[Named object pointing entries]
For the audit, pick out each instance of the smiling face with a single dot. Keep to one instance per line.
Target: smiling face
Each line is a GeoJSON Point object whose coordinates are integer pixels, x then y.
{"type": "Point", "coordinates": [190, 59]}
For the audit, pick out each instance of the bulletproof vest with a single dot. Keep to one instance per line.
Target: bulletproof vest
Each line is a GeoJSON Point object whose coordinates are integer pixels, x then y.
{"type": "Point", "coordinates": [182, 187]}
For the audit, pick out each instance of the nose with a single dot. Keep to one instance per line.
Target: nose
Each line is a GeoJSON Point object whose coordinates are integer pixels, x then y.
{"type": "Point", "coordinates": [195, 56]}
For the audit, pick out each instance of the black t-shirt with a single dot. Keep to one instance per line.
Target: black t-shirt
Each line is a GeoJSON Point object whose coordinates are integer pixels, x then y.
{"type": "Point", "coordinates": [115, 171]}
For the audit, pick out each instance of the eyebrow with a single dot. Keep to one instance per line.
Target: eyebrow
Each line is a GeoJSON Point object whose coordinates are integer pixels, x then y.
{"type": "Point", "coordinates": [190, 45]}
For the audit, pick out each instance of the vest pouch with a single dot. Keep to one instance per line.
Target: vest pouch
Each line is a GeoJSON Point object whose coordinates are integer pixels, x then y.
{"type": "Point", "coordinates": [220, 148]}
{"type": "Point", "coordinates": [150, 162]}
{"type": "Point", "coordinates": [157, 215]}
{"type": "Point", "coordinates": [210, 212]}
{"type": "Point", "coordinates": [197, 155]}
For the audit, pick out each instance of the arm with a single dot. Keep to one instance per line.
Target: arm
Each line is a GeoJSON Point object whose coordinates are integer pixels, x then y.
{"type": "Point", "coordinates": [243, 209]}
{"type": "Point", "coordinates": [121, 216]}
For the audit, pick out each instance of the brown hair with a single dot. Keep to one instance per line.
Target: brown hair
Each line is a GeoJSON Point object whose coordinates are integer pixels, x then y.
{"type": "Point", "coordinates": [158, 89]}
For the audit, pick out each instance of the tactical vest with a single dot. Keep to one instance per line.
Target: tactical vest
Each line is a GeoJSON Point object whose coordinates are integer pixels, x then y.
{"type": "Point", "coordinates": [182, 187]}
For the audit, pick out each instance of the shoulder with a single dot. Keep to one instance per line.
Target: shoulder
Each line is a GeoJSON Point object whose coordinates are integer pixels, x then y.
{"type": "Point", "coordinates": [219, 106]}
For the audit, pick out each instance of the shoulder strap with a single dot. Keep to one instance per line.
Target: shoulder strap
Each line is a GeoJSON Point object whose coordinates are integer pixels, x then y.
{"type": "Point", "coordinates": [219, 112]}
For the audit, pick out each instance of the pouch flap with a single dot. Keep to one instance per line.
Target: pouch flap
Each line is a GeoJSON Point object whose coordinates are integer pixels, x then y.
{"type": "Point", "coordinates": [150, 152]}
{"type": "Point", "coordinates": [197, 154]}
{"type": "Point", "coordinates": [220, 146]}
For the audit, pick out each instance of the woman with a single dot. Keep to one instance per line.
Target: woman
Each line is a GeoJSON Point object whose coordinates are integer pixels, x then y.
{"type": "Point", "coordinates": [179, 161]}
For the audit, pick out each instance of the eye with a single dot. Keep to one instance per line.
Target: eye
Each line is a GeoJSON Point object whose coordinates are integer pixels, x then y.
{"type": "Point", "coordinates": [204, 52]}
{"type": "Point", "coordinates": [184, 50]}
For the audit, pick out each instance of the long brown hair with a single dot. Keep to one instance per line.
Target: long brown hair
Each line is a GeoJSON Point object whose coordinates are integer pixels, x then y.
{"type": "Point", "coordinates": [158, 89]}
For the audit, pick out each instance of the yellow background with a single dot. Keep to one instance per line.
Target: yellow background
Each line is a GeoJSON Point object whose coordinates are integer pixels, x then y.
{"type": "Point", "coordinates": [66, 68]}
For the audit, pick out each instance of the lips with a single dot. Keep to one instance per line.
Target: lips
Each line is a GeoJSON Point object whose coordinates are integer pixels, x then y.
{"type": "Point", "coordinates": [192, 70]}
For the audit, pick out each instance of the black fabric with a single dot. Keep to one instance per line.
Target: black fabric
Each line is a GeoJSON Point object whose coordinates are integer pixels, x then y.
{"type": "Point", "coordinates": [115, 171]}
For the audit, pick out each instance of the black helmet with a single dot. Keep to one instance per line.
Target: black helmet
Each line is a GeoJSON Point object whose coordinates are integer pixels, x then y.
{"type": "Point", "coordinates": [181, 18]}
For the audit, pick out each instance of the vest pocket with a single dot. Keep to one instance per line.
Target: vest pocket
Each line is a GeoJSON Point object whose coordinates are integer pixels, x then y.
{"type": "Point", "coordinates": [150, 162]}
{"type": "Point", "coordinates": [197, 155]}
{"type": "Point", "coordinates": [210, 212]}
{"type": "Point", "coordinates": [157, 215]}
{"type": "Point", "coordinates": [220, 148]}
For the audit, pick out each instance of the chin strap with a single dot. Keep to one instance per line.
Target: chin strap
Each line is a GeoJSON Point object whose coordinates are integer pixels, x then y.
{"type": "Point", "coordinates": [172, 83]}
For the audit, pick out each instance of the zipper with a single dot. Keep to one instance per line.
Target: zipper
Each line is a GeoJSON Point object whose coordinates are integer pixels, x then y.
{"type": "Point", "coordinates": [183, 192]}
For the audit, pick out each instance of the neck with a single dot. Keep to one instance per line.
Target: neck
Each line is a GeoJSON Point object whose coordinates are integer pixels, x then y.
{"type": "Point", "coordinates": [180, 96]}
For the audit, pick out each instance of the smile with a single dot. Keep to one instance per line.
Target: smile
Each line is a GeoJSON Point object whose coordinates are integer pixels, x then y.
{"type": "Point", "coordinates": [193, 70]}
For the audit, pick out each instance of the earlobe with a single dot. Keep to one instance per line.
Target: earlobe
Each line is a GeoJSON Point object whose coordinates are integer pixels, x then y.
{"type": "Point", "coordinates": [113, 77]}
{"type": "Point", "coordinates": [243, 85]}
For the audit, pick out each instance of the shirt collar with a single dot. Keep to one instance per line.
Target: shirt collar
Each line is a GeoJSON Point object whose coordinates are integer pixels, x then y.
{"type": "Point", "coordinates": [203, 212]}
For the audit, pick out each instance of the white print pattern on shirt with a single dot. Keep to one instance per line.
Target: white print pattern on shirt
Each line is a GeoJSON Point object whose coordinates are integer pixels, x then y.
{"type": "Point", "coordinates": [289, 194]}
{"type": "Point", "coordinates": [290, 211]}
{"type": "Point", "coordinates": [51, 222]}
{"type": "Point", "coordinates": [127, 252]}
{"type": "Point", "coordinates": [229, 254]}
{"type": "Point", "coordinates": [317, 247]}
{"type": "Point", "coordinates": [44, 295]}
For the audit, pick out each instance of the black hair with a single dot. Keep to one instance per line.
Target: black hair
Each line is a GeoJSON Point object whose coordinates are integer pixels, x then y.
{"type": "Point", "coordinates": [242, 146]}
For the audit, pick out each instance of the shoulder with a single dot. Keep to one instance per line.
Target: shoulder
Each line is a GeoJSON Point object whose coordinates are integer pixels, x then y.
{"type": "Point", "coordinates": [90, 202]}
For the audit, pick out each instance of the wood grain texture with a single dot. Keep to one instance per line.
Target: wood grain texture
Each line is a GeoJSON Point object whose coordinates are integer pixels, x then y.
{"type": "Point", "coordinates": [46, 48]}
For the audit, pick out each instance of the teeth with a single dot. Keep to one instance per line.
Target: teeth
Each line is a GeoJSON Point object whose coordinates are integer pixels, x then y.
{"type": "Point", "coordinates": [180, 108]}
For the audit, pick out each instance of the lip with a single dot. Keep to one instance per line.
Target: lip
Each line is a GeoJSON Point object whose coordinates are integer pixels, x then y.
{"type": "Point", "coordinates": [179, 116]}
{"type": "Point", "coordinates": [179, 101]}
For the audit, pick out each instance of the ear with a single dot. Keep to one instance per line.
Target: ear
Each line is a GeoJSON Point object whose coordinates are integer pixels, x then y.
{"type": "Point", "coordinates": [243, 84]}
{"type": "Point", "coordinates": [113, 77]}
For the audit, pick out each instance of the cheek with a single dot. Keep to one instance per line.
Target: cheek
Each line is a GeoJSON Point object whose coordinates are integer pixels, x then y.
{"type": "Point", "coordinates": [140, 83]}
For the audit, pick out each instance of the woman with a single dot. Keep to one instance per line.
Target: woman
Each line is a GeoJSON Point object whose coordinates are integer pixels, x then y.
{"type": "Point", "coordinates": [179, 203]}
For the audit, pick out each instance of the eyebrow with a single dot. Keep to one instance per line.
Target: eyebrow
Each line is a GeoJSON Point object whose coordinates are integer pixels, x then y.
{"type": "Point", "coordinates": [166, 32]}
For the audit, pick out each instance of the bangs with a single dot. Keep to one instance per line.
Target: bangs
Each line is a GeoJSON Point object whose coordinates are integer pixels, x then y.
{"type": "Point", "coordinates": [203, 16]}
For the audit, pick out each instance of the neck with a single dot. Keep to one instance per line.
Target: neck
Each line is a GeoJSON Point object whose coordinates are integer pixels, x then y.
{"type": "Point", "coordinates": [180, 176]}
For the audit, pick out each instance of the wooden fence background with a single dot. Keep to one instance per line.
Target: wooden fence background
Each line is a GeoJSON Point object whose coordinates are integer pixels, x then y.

_PROBLEM_: Take the lines above from the one holding "For the audit, pick out each instance of the bangs" to the last and output them exactly.

_WRITTEN REPLY_:
For the audit, pick out each instance of the bangs with a single dot. Keep to one instance per line.
Target: bangs
Each line is a GeoJSON Point object whose coordinates are integer pixels, x then y.
{"type": "Point", "coordinates": [203, 16]}
For the audit, pick out each instance of the neck with a single dot. Keep to one instance per line.
Target: neck
Each line is a GeoJSON Point object whose coordinates are integer pixels, x then y.
{"type": "Point", "coordinates": [180, 176]}
For the audit, pick out each instance of the wooden fence background with a single dot. Keep to one instance per line.
Target: wooden fence background
Each line is a GeoJSON Point object whose coordinates are integer pixels, x then y.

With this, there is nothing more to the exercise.